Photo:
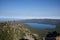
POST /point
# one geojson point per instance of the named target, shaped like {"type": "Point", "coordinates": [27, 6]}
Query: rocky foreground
{"type": "Point", "coordinates": [15, 31]}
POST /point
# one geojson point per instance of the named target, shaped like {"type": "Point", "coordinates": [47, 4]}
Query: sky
{"type": "Point", "coordinates": [30, 8]}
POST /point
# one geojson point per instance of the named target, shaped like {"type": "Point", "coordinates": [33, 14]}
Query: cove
{"type": "Point", "coordinates": [42, 26]}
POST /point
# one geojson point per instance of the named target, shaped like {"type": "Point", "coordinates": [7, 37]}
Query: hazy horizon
{"type": "Point", "coordinates": [30, 9]}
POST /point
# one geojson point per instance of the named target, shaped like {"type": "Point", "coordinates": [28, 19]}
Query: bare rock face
{"type": "Point", "coordinates": [15, 31]}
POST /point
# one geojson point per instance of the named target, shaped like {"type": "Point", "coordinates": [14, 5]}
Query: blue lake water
{"type": "Point", "coordinates": [42, 26]}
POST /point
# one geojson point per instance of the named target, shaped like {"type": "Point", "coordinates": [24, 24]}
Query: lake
{"type": "Point", "coordinates": [42, 26]}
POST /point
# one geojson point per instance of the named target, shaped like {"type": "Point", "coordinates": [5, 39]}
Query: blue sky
{"type": "Point", "coordinates": [30, 8]}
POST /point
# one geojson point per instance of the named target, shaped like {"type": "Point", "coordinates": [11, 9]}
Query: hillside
{"type": "Point", "coordinates": [15, 31]}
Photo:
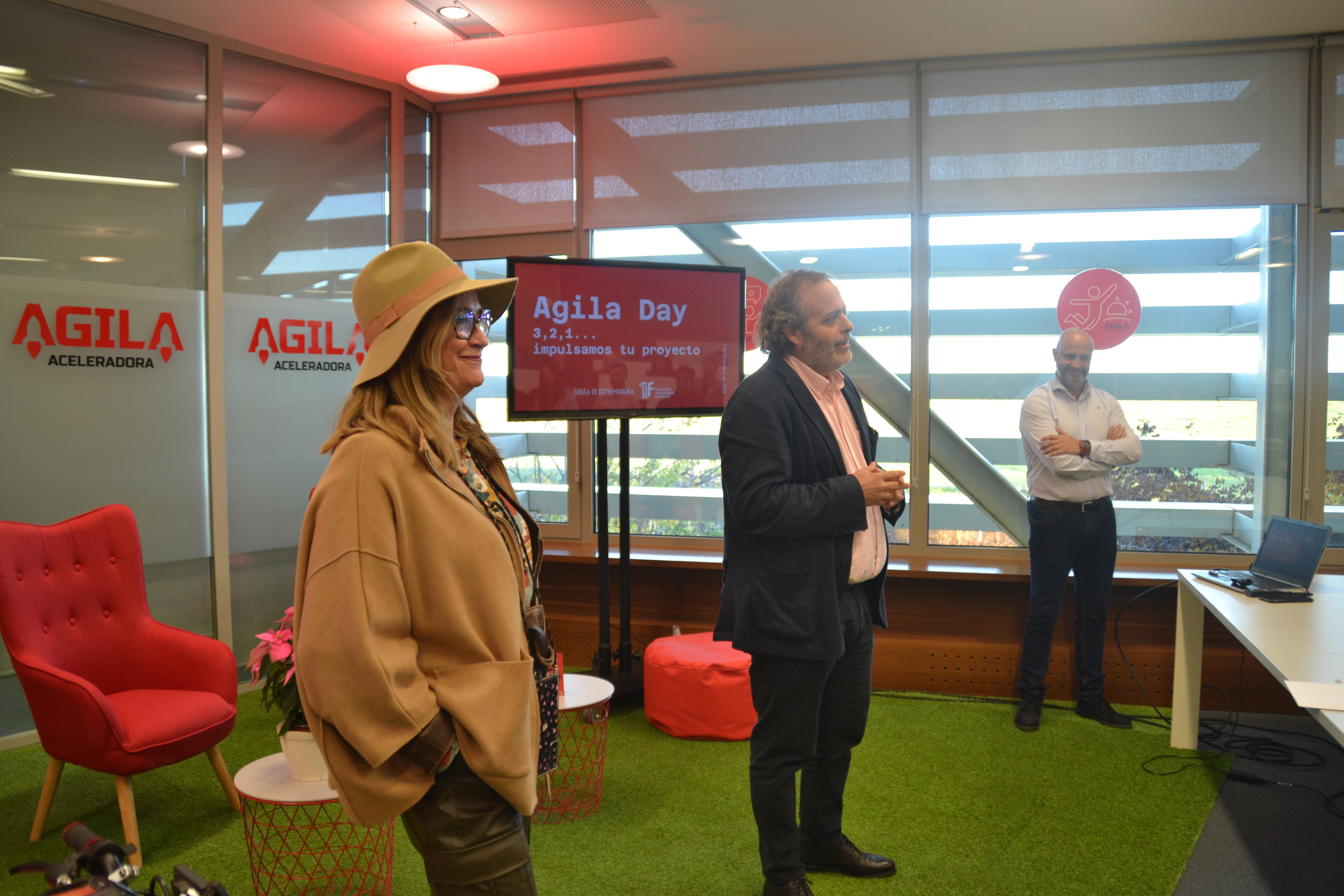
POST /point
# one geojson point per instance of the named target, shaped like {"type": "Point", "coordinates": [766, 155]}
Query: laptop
{"type": "Point", "coordinates": [1285, 566]}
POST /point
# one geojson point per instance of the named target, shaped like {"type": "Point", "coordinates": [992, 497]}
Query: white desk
{"type": "Point", "coordinates": [1295, 641]}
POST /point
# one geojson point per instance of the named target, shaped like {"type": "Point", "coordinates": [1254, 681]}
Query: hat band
{"type": "Point", "coordinates": [410, 300]}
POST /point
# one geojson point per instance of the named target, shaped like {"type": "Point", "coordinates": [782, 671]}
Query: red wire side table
{"type": "Point", "coordinates": [299, 841]}
{"type": "Point", "coordinates": [574, 789]}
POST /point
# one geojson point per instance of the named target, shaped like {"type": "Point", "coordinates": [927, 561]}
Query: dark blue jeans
{"type": "Point", "coordinates": [1064, 540]}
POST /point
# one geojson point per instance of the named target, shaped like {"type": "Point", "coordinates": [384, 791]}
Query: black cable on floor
{"type": "Point", "coordinates": [1228, 742]}
{"type": "Point", "coordinates": [1121, 648]}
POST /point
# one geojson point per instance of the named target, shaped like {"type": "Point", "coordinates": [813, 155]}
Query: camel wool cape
{"type": "Point", "coordinates": [408, 602]}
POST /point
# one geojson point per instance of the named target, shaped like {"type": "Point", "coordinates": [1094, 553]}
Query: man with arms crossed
{"type": "Point", "coordinates": [1073, 436]}
{"type": "Point", "coordinates": [804, 561]}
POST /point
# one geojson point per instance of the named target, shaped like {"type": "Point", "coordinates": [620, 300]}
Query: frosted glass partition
{"type": "Point", "coordinates": [101, 258]}
{"type": "Point", "coordinates": [304, 210]}
{"type": "Point", "coordinates": [1206, 130]}
{"type": "Point", "coordinates": [417, 151]}
{"type": "Point", "coordinates": [507, 171]}
{"type": "Point", "coordinates": [288, 366]}
{"type": "Point", "coordinates": [810, 148]}
{"type": "Point", "coordinates": [308, 201]}
{"type": "Point", "coordinates": [1332, 128]}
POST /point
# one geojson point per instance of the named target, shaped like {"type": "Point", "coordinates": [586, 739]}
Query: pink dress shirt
{"type": "Point", "coordinates": [870, 546]}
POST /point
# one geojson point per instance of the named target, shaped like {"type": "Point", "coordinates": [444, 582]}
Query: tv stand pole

= = = = =

Return the listing above in full and without alteration, excluding its pictures.

Photo:
POST /point
# one geojson point per instance of the named target, shaped like {"type": "Point", "coordinates": [27, 6]}
Query: rocky foreground
{"type": "Point", "coordinates": [15, 31]}
POST /point
# one geojson point per instance of the named target, shaped like {"type": "Point", "coordinates": [47, 4]}
Query: sky
{"type": "Point", "coordinates": [30, 8]}
POST /point
# one geojson point per instance of the named target, shaped like {"type": "Point", "coordinates": [33, 14]}
Query: cove
{"type": "Point", "coordinates": [42, 26]}
POST /point
# one geojson point per instance of the named target, shaped like {"type": "Point", "coordinates": [7, 37]}
Query: hazy horizon
{"type": "Point", "coordinates": [30, 9]}
POST /point
# one geojson point per instance of the named target, shaped like {"type": "Point", "coordinates": [28, 19]}
Query: bare rock face
{"type": "Point", "coordinates": [15, 31]}
POST /point
# one geojson point per instance of the named target, shaped like {"type": "Point", "coordinates": [14, 5]}
Query: blue lake water
{"type": "Point", "coordinates": [42, 26]}
POST /point
# one geojson point per instance of the named target, shaped like {"type": "Point", "coordinates": [24, 24]}
Query: lake
{"type": "Point", "coordinates": [42, 26]}
POST /point
# one geojson point per instance of the named target, shaped like {"type": "Point", "coordinates": [5, 39]}
Query: blue sky
{"type": "Point", "coordinates": [30, 8]}
POST /point
# one geojson point per instance of the named target, shaped like {"type": "Point", "coordinates": [11, 9]}
Query: hillside
{"type": "Point", "coordinates": [15, 31]}
Photo:
POST /point
# one geojson point per instance of the named target, shaped like {"type": "Point", "coordinates": [766, 155]}
Query: laptop
{"type": "Point", "coordinates": [1285, 566]}
POST /point
# one geojson point per instance of the named target, shaped like {"type": "Point", "coordinates": [992, 497]}
Query: white desk
{"type": "Point", "coordinates": [1295, 641]}
POST /point
# one geojson point per instance of the named target, shaped like {"type": "Point", "coordinates": [1254, 681]}
Query: hat band
{"type": "Point", "coordinates": [410, 300]}
POST /point
# one geojson point per instance of the named target, shaped like {"type": "Point", "coordinates": [782, 671]}
Query: red wire side table
{"type": "Point", "coordinates": [299, 841]}
{"type": "Point", "coordinates": [574, 789]}
POST /point
# one geojson point per instance of the named target, shaped like {"type": "Point", "coordinates": [927, 561]}
Query: dark blue jeans
{"type": "Point", "coordinates": [1064, 540]}
POST /point
# one geojson point per instance of the named target, shaped like {"type": "Point", "coordinates": [384, 791]}
Query: black cable on floor
{"type": "Point", "coordinates": [1228, 742]}
{"type": "Point", "coordinates": [1121, 648]}
POST /point
# one geojson point per instance of the named target, shaped like {"type": "Point", "coordinates": [813, 155]}
Query: camel wool cape
{"type": "Point", "coordinates": [408, 602]}
POST /point
# one geojson point per instance of the named target, shaped like {"type": "Point", "coordinates": [1094, 553]}
Query: man with arms crossed
{"type": "Point", "coordinates": [1073, 436]}
{"type": "Point", "coordinates": [804, 561]}
POST /point
# one geojson point per instance of the named target, shaped like {"type": "Point", "coordinates": [620, 300]}
Query: frosted glass partition
{"type": "Point", "coordinates": [101, 258]}
{"type": "Point", "coordinates": [304, 210]}
{"type": "Point", "coordinates": [1206, 130]}
{"type": "Point", "coordinates": [417, 151]}
{"type": "Point", "coordinates": [507, 171]}
{"type": "Point", "coordinates": [288, 366]}
{"type": "Point", "coordinates": [810, 148]}
{"type": "Point", "coordinates": [308, 201]}
{"type": "Point", "coordinates": [1332, 128]}
POST /point
# one geojson point per instance of the named target, shaped like {"type": "Point", "coordinates": [586, 739]}
Query: pink dress shirt
{"type": "Point", "coordinates": [870, 546]}
POST /point
# one geojson point per instance of the named target, shaped like {"type": "Point", "coordinates": [444, 582]}
Query: tv stand pole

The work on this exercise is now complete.